WHAT THE TASK REQUIRES.
Output the listing below verbatim, preserving every line, character, and indentation.

DATASET RECORDS.
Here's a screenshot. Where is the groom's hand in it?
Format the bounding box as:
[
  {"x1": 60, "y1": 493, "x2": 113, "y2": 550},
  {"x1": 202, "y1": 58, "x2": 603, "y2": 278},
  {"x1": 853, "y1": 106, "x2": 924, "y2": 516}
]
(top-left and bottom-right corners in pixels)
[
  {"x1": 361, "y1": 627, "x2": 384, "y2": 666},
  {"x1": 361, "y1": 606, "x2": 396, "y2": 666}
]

SOLUTION TO THIS TASK.
Here's a screenshot. Where is the groom's hand in it?
Format the bounding box as:
[
  {"x1": 60, "y1": 493, "x2": 113, "y2": 550},
  {"x1": 202, "y1": 58, "x2": 603, "y2": 278},
  {"x1": 853, "y1": 106, "x2": 924, "y2": 516}
]
(top-left and bottom-right corners in pixels)
[
  {"x1": 361, "y1": 627, "x2": 384, "y2": 666},
  {"x1": 361, "y1": 606, "x2": 396, "y2": 666}
]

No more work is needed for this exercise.